Cover Charge

Welcome back. The blog is my fourth major blog (aside from Tumblr and Blogger and such), and the common thread between all was writing. I shared my positive and negative experiences as much as I could, and thanks to the Internet Archive, I found old posts that can get recycled and reposted here.

One such post is the science-art of picking a book cover because the cliché about book covers is true. The process of designing and/or picking a book cover is difficult for me because covers are a combination of design, art, analytics, and good old dumb luck. I am not an expert, as you may guess if you look at my Amazon bookshelf. I’m kind of all over the place, aren’t I? But I do have a process that starts with 99Designs, and I’ve never been disappointed in the professionalism and creativity of their designers.

The process is straightforward: you start a contest, you outline your needs, you have X number of days to pick a set of covers that will advance to a final round, and then another set of days to pick the finalist. I’ve developed a QC system that might help you in the future:

Communication: You cannot over-communicate, in my opinion. When you establish the contest, you provide a book outline and some details, and a list of your expectations. As the contest continues and the book cover designers post their covers, you have the opportunity to provide feedback. The biggest favor you can do for the designers and for yourself is to be open and candid. Provide sample chapters and links to your web sites (social media, blog, home site) so the designers can see your public thinking.
+ + + + + + +
Required work >>
In the post on picking book covers, what four things are covers said to combine?

Data section >>
+ + + + + + +
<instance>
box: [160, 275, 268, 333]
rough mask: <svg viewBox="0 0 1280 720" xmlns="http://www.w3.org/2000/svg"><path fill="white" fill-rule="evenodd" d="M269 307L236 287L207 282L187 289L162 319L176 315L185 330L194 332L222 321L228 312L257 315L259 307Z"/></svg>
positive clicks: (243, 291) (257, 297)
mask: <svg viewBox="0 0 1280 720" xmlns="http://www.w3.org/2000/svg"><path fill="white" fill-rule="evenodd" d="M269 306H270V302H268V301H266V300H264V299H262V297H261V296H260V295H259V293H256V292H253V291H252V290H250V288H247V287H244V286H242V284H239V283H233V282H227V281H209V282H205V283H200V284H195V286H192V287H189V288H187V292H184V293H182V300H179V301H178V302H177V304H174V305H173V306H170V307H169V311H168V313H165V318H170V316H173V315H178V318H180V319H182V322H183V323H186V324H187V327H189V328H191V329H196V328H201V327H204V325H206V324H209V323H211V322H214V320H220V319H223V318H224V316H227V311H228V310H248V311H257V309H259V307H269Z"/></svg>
+ + + + + + +
Task result >>
Design, art, analytics, and good old dumb luck.